Among the entries below, find the lines with the word "navy" and copy them.

** Opening RECORDED INFORMATION block **

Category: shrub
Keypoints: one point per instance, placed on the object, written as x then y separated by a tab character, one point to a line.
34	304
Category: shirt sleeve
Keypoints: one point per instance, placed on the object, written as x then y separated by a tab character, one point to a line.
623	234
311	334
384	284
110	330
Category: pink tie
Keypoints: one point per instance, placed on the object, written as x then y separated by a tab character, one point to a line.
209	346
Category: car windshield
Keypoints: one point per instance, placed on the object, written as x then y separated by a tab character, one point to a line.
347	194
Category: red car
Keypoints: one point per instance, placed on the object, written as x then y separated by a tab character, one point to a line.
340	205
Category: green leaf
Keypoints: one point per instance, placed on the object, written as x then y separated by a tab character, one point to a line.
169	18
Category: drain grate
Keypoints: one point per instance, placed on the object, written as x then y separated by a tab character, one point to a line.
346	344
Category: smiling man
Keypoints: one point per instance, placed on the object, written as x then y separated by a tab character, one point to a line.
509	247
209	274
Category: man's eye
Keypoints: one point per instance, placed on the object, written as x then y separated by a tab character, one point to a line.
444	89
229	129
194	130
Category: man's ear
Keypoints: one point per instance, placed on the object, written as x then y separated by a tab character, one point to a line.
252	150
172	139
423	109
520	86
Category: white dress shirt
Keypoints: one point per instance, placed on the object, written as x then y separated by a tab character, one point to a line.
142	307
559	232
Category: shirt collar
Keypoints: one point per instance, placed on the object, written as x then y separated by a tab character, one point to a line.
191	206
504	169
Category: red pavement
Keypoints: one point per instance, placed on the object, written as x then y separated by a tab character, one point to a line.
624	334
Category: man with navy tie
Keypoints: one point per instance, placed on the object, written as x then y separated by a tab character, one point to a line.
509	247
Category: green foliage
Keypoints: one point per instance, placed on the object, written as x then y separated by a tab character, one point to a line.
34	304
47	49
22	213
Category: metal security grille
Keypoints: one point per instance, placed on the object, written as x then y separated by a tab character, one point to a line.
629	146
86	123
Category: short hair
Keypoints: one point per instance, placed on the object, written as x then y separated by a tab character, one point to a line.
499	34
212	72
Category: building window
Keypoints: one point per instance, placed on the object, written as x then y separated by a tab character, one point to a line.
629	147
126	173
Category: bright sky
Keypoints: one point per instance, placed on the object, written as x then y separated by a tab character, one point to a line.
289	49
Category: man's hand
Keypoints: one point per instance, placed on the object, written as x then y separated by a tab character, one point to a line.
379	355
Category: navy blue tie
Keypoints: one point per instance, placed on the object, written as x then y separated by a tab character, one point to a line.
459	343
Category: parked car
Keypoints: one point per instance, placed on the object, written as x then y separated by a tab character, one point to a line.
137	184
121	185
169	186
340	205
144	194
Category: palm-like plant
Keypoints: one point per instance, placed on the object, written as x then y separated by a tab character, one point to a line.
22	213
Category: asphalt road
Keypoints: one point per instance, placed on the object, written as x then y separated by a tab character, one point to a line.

** Closing RECORDED INFORMATION block **

■ OUTPUT OF THE EXERCISE ■
Category: man with navy tie
Category: navy blue tie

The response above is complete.